- WORK TO COMPLETE
Transcribe the material word for word, but without the images.
#### DATA SHOWN
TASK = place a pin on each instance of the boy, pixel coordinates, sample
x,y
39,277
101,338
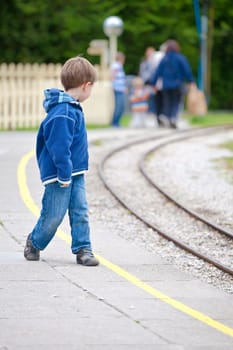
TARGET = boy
x,y
62,156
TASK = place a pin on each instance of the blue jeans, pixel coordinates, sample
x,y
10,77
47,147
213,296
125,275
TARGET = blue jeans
x,y
119,107
55,203
171,103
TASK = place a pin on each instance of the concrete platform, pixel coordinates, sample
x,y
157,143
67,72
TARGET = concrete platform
x,y
133,300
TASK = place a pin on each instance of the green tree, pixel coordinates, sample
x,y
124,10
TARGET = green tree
x,y
52,31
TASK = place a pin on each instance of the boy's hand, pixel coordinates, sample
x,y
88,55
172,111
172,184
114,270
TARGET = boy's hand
x,y
64,185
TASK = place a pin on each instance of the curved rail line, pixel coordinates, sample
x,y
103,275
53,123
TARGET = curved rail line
x,y
191,212
173,136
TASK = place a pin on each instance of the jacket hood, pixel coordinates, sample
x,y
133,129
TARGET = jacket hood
x,y
55,96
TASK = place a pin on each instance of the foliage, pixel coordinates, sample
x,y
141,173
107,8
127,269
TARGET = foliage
x,y
210,119
52,31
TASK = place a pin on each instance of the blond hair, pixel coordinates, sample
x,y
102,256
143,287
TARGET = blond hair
x,y
77,71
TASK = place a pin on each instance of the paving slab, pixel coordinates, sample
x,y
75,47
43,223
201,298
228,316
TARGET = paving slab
x,y
56,304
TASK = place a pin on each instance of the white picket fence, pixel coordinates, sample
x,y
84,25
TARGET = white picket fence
x,y
21,95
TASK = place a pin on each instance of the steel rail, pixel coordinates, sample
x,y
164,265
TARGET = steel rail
x,y
187,133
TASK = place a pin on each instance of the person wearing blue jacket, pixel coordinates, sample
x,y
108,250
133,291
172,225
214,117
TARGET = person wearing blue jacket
x,y
169,77
62,156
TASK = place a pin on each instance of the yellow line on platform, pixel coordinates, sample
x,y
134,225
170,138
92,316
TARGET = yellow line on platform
x,y
27,199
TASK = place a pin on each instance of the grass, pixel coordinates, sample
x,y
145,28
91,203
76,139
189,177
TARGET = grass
x,y
212,118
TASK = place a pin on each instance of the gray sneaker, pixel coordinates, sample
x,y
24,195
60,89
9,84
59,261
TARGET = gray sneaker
x,y
86,257
31,253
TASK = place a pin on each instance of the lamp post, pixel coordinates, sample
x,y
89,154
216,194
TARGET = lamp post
x,y
113,27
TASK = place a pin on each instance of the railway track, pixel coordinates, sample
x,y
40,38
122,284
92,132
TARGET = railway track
x,y
133,198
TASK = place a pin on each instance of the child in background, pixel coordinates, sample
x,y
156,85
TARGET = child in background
x,y
139,103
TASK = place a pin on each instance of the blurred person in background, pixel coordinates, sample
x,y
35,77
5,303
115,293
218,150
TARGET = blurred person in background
x,y
119,88
139,103
146,70
172,73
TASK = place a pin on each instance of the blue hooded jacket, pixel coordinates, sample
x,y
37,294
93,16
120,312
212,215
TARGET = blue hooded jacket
x,y
174,70
61,147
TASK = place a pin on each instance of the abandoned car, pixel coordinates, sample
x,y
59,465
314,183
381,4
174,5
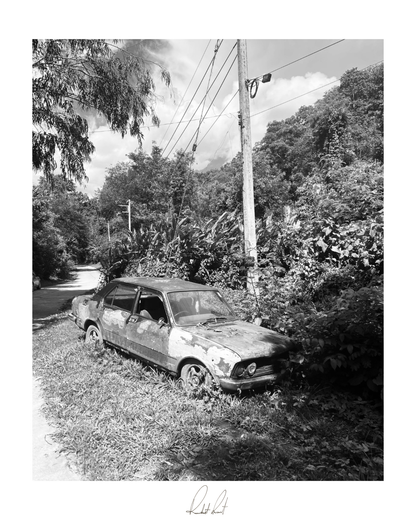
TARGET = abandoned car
x,y
185,328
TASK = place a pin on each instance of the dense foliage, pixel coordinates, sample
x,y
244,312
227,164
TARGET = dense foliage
x,y
74,76
318,179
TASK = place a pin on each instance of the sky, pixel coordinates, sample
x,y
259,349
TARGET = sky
x,y
188,60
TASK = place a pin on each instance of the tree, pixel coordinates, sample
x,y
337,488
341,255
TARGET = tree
x,y
74,76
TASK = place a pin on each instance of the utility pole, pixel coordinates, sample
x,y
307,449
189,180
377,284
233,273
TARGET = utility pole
x,y
250,242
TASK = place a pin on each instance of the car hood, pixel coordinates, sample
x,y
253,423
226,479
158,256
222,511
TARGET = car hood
x,y
245,339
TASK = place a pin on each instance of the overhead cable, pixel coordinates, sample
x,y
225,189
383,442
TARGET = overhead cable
x,y
197,108
183,97
189,104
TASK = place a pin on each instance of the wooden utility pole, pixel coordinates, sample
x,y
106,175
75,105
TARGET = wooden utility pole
x,y
250,242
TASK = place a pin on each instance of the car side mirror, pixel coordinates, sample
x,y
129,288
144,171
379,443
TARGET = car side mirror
x,y
161,322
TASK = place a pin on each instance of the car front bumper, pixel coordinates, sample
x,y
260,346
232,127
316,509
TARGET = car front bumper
x,y
235,385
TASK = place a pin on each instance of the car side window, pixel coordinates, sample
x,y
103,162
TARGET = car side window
x,y
151,306
124,297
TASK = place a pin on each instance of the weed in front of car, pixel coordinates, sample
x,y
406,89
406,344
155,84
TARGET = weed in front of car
x,y
118,419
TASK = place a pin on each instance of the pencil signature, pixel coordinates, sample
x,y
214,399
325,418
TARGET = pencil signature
x,y
199,507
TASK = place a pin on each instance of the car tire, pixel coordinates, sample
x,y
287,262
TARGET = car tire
x,y
195,375
93,335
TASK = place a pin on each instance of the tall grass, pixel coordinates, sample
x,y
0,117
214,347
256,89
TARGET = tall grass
x,y
118,419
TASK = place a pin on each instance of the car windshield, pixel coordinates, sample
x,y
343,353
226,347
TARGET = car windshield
x,y
194,307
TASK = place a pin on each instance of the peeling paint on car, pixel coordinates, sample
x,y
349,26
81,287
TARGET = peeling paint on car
x,y
216,341
115,317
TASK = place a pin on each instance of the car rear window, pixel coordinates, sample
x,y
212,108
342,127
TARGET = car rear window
x,y
124,297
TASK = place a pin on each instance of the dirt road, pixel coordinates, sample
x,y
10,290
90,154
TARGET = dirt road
x,y
48,464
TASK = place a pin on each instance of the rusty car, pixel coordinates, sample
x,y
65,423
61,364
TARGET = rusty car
x,y
36,283
185,328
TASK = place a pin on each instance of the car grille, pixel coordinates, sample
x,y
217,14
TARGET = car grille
x,y
265,366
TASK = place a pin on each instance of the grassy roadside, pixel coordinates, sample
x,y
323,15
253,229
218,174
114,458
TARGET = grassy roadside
x,y
117,419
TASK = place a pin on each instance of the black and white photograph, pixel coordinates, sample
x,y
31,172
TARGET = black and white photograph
x,y
207,271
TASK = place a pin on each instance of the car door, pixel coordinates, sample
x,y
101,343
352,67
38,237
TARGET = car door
x,y
118,305
148,329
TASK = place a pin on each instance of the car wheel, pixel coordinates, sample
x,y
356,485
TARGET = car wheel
x,y
195,375
93,334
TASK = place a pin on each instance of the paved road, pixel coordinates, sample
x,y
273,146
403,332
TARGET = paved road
x,y
48,464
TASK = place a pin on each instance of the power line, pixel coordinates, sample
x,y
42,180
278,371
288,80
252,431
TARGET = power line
x,y
205,98
309,92
226,106
299,59
189,104
253,115
197,108
183,97
225,77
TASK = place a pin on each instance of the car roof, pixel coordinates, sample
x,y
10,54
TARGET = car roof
x,y
164,285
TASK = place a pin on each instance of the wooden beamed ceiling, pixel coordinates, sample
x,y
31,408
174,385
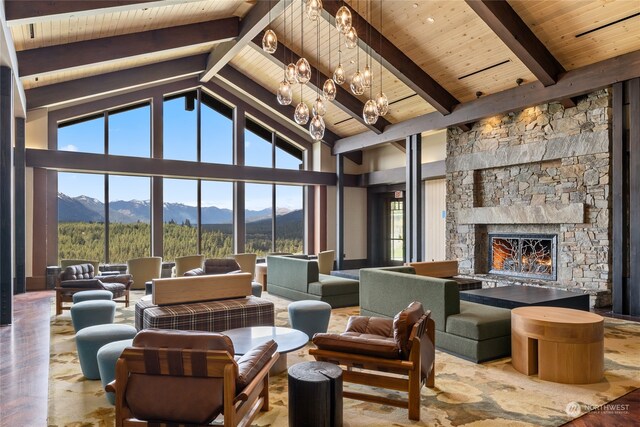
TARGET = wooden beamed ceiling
########
- OUTPUT FOR THIS EXERCISE
TASK = place a pin on each instance of the boy, pixel coordinates, sample
x,y
39,277
101,338
TARGET = boy
x,y
62,156
TASK = place a pin on each instance of the blue jeans, pixel coordinates, sample
x,y
10,77
47,147
213,296
125,275
TARGET = blue jeans
x,y
119,107
55,203
171,103
TASK = place a pin on each instance of the concrete platform, pixel coordinates, sample
x,y
157,143
67,72
TARGET = concrete platform
x,y
133,300
TASK = place a pin on each instance of the green tree, pixel coordinates, sample
x,y
124,10
TARGET = green tree
x,y
52,31
TASK = place a pin on each instance of the boy's hand, pixel coordinates, sample
x,y
88,55
172,111
172,184
114,270
TARGET = boy's hand
x,y
64,185
TASK = place a pin on each instance of the curved rail line, pixel coordinates, sample
x,y
103,275
53,123
TARGET = curved rail line
x,y
191,212
173,136
TASK = place a pin on each instance of the jacket hood, pixel coordinates, sample
x,y
133,129
TARGET = jacket hood
x,y
55,96
TASK = place a pin on each instance of the foliage, pixel coordinates, sample
x,y
141,173
107,8
127,269
TARGET = foliage
x,y
210,119
52,31
TASK = place a pin on each instance of the blond hair, pixel coordinates, sample
x,y
102,256
143,287
TARGET = blond hair
x,y
77,71
TASK = place a pin on each instance of the paving slab, pixel coordinates, sample
x,y
75,47
43,223
201,298
228,316
TARGET = paving slab
x,y
56,304
TASK = place a pin on each instance of the white picket fence, pixel coordinates, sample
x,y
84,25
TARGET = white picket fence
x,y
21,95
TASK = place a pin on each instance of the steel rail, pixel coordinates, sample
x,y
164,265
TARGET = steel rail
x,y
187,133
TASK = place a pin on each instance of the person wearing blue jacket, pixel coordinates, sample
x,y
108,250
133,291
172,225
214,117
TARGET = person wearing blue jacket
x,y
169,77
62,156
TASK = place a pin on each instance of the yellow line on platform, pixel coordinates, sample
x,y
134,225
170,138
92,316
TARGET = yellow line on platform
x,y
27,199
TASK = place a pin on each instance of the grass, pixel coordinates, sample
x,y
145,28
91,203
76,139
189,177
TARGET = grass
x,y
212,118
TASK = place a pin on each instance of the gray sneaker, pixel coordinates, sample
x,y
24,195
60,89
9,84
59,261
TARGET = gray sneaker
x,y
86,257
31,253
TASK = place a pin on each instance of the lamp post, pixel coordinates, sample
x,y
89,154
216,194
TARGET = lamp post
x,y
113,27
TASK = place a pin on each instance of the railway track, pixel coordinates, sample
x,y
40,38
122,284
92,132
TARGET = railway track
x,y
133,198
TASK = place a pin on each instance of the child in background, pixel coordinates, sample
x,y
156,85
TARGET = child in background
x,y
139,103
TASK = place a pin on each instance of the blurred person in background, pixel coordinates, sample
x,y
35,77
5,303
115,293
218,150
TARGET = blurred person in background
x,y
119,88
139,103
146,70
172,73
TASK = place a pin on each instance of the blue hooded jacket, pixel coordinates, sample
x,y
37,294
93,16
120,312
212,215
TARGET = blue hooded jacket
x,y
174,70
61,147
TASK = place a pin on each instance of the abandoned car, pixel coordinates, sample
x,y
59,465
314,183
381,4
174,5
TARGET = abandoned car
x,y
185,328
TASK = place a pin on each instance of the dense foliage, pixel coordinates, sample
x,y
244,312
227,164
TARGET = dense foliage
x,y
74,76
318,179
TASK = place a pin on each instance of the sky, pixel coordinates, sample
x,y
259,349
TARGET = sky
x,y
188,60
TASK = place a pin on each instance of the tree, pixel coordinates, sample
x,y
337,488
341,255
TARGET = tree
x,y
74,76
TASK = place a pin on each instance of the utility pole, pixel coordinates, sample
x,y
307,449
189,180
377,284
233,273
TARGET = utility pole
x,y
250,242
TASK = place a pin on each instance of the car hood, pixel coordinates, sample
x,y
253,423
226,479
158,256
222,511
TARGET = car hood
x,y
245,339
TASK = place a pin on each instance of the overhead cable, pixel coordinates, sample
x,y
225,189
383,442
TARGET = overhead cable
x,y
197,108
183,97
189,104
TASK = place a pin on each instance of the wooden utility pole, pixel coordinates, sample
x,y
106,175
75,105
TARGET = wooden utility pole
x,y
250,242
TASK = place a pin on each instance of the car side mirror, pixel coordinates, sample
x,y
129,288
144,171
379,443
TARGET = car side mirror
x,y
161,322
TASK = place a pin on each instance of the car front bumper, pixel coordinates, sample
x,y
260,346
232,127
316,509
TARGET = car front bumper
x,y
235,385
TASK = place a pin on each instance of the car side window, pixel coordinates, sample
x,y
103,162
TARGET = car side window
x,y
151,306
124,297
TASK = place a pin on each instance of the weed in front of car, pixel coordinates, sample
x,y
406,89
406,344
155,84
TARGET = weed in front of car
x,y
118,419
TASK = place a pin on each instance of the pencil signature, pixel coordinates, sample
x,y
214,399
325,418
TARGET = pencil signature
x,y
199,507
TASK = place a pin on each instance of the car tire, pixel coordinates, sample
x,y
287,262
TARGET = car tire
x,y
195,375
93,335
TASK = place a pin on each instance of the tall grass, pixel coordinates, sample
x,y
0,117
214,347
256,89
TARGET = tall grass
x,y
118,419
TASK = place a pin on each instance of the car windshield, pixel coordinates, sample
x,y
343,353
226,347
TARGET = car windshield
x,y
194,307
TASK = place a pin on each instance of the peeling paint on car, pixel coordinates, sample
x,y
349,26
81,287
TARGET = peeling paint on car
x,y
216,341
115,317
TASK = place a pin on each instance of the car rear window, pixel coordinates, sample
x,y
212,108
342,127
TARGET = car rear window
x,y
124,297
TASK = place a pin on each instance of the dirt road, pixel coordinates, sample
x,y
10,290
90,154
TARGET = dirt road
x,y
48,464
TASK = place a pin on each instance of the rusty car, pixel coordinates, sample
x,y
65,423
61,364
TARGET = rusty car
x,y
36,283
185,328
TASK = place a pin on each instance of the car grille, pixel coordinates, sample
x,y
217,14
TARGET = car grille
x,y
265,366
TASK = place a pin on each instance of the grassy roadside, pixel coordinates, sample
x,y
323,15
253,229
218,174
114,458
TARGET = grassy roadside
x,y
117,419
TASK = place a pin on each instance of the black and white photograph, pixel coordinates, sample
x,y
31,172
TARGET = black and white photograph
x,y
207,271
TASK = place a pin on each instance of the car door, pixel coordinates, sample
x,y
101,343
352,67
38,237
TARGET = car door
x,y
118,305
148,329
TASK = place a pin on each instance of the car wheel, pixel coordinates, sample
x,y
356,485
TARGET = car wheel
x,y
195,375
93,334
TASK = place a pin on each instance of the paved road, pixel coordinates, sample
x,y
273,146
403,332
TARGET = paved road
x,y
48,464
TASK = place a pin on each instance of the power line, pixel coordinates, sample
x,y
42,180
278,371
288,80
252,431
TARGET = power line
x,y
205,98
309,92
226,106
299,59
189,104
253,115
197,108
183,97
225,77
TASK = place a pin on each instance of the car roof, pixel coordinates, sample
x,y
10,54
TARGET = car roof
x,y
164,285
TASK = place a pin on each instance of the wooden beamed ceiling, pixel coordinates, sample
x,y
31,408
174,385
TARGET = wooden beamed ceiling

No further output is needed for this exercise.